== Excerpted text ==
=====

In Ann Tatlock’s novel Every Secret Thing, Elizabeth Gunnar had attended Seaton Preparatory School in Delaware. Her high school English teacher there, Mr. Dutton, encouraged and nurtured her love of literature and inspired her to become an English teacher herself.
There are mentions through the book that something terrible happened to Mr. Dutton, and his story is told piecemeal in Elizabeth’s flashbacks. He was a well-loved teacher, so his tragedy hit the student body hard. But Elizabeth and three of her friends were stunned that the school covered up what really happened.
Now, twenty years later, Elizabeth has returned to Seaton as an English teacher. Mr. Dutton’s shadow looms large, but eventually Elizabeth finds her footing. One of her students, a girl named Satchel Paige, seems aloof, but Elizabeth learns of her troubled family background, and they eventually form a relationship.
Elizabeth speaks often of what she calls “moments of being.” She borrowed the phrase from Virginia Woolf, who described them as “a sudden shock, a welcome shock, in which she sensed something beyond the visible, or, as she wrote, the shock ‘is or will become a revelation of some order; it is a token of some real thing behind appearances.'” Elizabeth felt those moments were God manifesting Himself or trying to get our attention, and she even wrote a paper on that premise. But she knew Virginia didn’t believe in God. And she was sad to discover that Mr. Dutton didn’t, either, though he gave her an A on her paper.
Satchell progresses well until a crisis at home affects both herself and Elizabeth.

=====

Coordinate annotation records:

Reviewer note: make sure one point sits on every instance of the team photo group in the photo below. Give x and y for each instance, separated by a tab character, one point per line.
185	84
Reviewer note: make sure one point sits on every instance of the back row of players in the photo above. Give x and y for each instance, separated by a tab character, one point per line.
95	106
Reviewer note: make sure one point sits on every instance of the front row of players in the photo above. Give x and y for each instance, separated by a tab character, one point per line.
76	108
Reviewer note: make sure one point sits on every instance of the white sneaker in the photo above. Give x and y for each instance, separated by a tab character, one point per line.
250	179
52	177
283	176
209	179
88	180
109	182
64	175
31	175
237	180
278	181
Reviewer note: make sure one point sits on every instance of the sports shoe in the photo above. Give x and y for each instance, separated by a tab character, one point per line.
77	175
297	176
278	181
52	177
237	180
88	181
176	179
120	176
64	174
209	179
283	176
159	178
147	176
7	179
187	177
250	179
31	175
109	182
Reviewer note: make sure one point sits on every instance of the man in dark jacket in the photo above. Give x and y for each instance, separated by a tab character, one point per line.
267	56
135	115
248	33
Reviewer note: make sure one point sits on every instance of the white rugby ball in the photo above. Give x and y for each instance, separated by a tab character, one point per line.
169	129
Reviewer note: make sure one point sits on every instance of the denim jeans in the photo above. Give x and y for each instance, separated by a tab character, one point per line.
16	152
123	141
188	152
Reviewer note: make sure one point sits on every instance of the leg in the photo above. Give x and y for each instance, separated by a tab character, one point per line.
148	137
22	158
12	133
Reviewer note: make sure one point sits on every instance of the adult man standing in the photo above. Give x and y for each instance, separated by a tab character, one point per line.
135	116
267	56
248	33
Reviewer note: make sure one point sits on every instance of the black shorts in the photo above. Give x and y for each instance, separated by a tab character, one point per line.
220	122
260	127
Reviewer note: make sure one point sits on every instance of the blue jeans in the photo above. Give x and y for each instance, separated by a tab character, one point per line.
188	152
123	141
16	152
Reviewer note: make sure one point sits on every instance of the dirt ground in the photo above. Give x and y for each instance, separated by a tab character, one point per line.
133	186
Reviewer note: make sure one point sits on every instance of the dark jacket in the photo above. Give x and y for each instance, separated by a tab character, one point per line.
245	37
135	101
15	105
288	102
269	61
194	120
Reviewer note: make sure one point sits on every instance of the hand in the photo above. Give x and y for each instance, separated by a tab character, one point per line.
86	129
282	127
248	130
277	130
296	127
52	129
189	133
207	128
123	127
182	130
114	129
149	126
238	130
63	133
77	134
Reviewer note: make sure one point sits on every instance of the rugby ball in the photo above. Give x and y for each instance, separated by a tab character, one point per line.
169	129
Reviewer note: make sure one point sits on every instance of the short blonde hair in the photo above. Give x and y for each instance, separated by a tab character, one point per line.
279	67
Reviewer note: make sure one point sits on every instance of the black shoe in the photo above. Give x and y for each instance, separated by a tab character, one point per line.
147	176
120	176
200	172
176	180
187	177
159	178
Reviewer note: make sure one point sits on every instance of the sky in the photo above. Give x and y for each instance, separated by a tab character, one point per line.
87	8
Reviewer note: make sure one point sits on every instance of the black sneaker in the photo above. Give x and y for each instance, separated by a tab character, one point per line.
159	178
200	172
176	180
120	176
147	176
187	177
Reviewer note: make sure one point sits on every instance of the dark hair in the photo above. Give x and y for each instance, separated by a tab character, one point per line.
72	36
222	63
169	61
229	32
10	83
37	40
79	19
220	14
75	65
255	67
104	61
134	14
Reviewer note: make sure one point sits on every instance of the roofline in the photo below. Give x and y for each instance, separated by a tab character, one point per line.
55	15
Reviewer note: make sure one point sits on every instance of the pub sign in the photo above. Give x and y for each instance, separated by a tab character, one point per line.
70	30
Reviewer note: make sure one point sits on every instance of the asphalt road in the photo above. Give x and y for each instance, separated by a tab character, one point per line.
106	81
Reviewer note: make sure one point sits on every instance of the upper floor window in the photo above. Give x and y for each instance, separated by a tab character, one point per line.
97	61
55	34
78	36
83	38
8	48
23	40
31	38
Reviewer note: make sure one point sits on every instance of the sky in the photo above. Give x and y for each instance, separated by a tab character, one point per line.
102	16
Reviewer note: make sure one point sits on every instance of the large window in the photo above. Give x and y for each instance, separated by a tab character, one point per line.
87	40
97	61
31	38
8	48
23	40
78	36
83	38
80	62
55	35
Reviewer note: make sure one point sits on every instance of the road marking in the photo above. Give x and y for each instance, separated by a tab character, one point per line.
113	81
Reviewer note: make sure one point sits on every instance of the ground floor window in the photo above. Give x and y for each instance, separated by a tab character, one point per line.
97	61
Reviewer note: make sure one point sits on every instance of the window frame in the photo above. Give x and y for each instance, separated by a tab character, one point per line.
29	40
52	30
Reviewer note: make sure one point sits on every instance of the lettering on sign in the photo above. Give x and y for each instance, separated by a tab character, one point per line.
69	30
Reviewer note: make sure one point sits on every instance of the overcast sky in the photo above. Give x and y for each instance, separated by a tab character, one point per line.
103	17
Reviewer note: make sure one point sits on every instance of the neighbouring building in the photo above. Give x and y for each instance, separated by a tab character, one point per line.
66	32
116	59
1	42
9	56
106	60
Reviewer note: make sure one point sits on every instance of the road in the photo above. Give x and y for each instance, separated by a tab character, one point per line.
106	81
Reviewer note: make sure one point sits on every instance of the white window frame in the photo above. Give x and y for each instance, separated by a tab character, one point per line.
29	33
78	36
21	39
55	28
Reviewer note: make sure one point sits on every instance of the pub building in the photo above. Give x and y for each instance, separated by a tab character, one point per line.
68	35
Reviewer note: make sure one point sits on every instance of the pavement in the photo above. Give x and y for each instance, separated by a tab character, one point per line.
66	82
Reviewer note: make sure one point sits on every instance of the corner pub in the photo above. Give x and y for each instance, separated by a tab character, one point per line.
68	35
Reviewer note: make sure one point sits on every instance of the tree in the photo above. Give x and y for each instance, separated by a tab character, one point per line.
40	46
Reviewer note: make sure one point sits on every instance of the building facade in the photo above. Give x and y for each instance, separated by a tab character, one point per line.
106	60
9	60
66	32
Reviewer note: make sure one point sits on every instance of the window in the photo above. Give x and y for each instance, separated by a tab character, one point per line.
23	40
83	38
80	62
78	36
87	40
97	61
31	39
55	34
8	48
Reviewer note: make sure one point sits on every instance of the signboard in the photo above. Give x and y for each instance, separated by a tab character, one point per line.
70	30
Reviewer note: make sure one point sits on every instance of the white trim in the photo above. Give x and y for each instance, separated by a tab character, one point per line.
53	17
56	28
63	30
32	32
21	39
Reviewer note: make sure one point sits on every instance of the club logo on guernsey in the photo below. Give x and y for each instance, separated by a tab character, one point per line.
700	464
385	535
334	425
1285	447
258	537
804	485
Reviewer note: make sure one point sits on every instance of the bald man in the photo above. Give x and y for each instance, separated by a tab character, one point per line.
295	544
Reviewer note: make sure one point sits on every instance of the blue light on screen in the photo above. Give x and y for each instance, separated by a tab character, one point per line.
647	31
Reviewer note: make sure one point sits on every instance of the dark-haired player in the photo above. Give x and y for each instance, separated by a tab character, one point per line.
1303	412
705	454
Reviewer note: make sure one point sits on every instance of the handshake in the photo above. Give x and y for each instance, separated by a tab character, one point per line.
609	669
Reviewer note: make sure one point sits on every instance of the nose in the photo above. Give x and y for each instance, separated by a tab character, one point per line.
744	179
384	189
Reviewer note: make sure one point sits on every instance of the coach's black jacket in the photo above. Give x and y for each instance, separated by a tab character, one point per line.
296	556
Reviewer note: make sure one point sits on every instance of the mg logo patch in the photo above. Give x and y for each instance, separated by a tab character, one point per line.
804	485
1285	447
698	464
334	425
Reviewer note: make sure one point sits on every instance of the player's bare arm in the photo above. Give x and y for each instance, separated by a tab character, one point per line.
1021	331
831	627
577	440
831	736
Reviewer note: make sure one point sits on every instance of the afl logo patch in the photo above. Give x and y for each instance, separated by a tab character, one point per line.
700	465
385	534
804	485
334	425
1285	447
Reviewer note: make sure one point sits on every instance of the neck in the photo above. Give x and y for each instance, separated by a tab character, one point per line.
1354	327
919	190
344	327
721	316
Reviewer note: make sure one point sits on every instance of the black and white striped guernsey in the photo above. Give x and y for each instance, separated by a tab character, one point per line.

=====

== Aim of the exercise ==
Could you edit the stretch of the Every Secret Thing review from "In Ann Tatlock’s" through "what really happened.", swapping "stunned" for "astonished"?

== Full solution ==
In Ann Tatlock’s novel Every Secret Thing, Elizabeth Gunnar had attended Seaton Preparatory School in Delaware. Her high school English teacher there, Mr. Dutton, encouraged and nurtured her love of literature and inspired her to become an English teacher herself.
There are mentions through the book that something terrible happened to Mr. Dutton, and his story is told piecemeal in Elizabeth’s flashbacks. He was a well-loved teacher, so his tragedy hit the student body hard. But Elizabeth and three of her friends were astonished that the school covered up what really happened.